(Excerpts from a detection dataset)
####################

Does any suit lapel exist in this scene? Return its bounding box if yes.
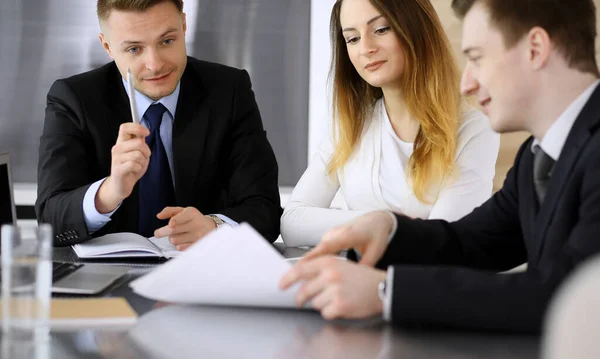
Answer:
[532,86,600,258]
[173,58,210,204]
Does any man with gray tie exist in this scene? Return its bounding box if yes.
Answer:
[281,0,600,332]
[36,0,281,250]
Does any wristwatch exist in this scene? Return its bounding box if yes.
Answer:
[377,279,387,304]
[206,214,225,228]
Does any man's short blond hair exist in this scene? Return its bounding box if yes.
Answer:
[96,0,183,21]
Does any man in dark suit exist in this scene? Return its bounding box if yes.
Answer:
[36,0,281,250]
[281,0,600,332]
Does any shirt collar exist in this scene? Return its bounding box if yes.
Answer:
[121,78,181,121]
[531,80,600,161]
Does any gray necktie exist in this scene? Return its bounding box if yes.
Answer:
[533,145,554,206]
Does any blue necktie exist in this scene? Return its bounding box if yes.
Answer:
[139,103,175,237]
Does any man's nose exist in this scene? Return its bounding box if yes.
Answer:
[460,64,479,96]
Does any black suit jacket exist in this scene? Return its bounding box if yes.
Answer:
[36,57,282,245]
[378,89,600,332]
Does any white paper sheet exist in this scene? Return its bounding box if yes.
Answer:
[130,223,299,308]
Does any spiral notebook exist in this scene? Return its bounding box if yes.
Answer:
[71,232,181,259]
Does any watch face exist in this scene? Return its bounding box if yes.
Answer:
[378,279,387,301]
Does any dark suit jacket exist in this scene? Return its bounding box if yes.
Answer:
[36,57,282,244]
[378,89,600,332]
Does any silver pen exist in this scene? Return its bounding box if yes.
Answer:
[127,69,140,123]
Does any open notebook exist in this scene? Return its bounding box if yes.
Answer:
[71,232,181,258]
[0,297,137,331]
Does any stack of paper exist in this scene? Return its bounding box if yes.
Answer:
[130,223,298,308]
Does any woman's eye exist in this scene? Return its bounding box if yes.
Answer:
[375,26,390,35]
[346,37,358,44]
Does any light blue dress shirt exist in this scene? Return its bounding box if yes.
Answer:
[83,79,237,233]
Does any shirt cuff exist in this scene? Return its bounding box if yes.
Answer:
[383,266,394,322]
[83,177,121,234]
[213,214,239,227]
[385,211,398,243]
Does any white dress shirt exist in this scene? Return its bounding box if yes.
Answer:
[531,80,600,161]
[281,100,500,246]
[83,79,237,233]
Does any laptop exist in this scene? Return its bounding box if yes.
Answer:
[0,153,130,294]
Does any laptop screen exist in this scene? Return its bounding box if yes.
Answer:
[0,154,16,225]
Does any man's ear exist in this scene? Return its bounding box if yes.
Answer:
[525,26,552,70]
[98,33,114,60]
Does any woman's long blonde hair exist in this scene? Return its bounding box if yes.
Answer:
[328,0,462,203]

####################

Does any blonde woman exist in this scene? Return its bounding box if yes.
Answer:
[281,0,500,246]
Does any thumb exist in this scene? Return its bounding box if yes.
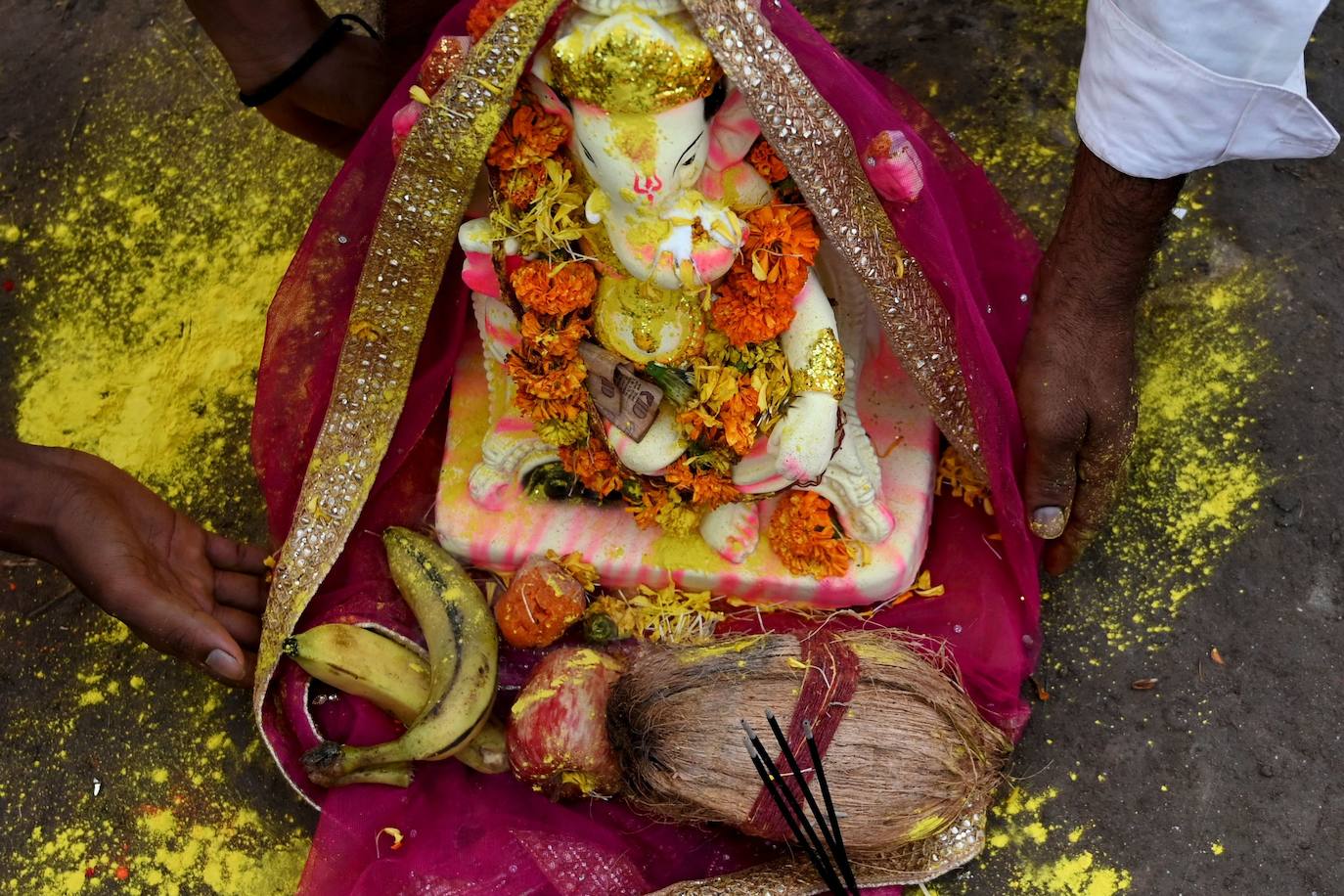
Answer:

####################

Edit the items starting at the line that contains "Does any spiral" and ending at the line that contains "[130,223,298,308]", changing "stack of paper" to "pile of paper" and leaving everything else as it is. Return only those lines.

Does any spiral notebook exist in this scene? Return its bounding box if yes.
Answer:
[71,232,181,259]
Does any watch face exist in this scene? Return its bounding box if yes.
Answer:
[378,279,387,301]
Does any dark suit jacket exist in this scene? Return its bounding box if yes.
Answer:
[36,57,282,244]
[378,89,600,332]
Does any silver pen exist in this scene? Return its bounding box if yes.
Answer:
[127,69,140,123]
Does any open notebook exist in this scene? Return its bounding box if yes.
Answer:
[71,232,181,258]
[0,297,137,331]
Does any pile of paper exist in this scene? Return its bounding box if yes.
Answer:
[130,223,298,308]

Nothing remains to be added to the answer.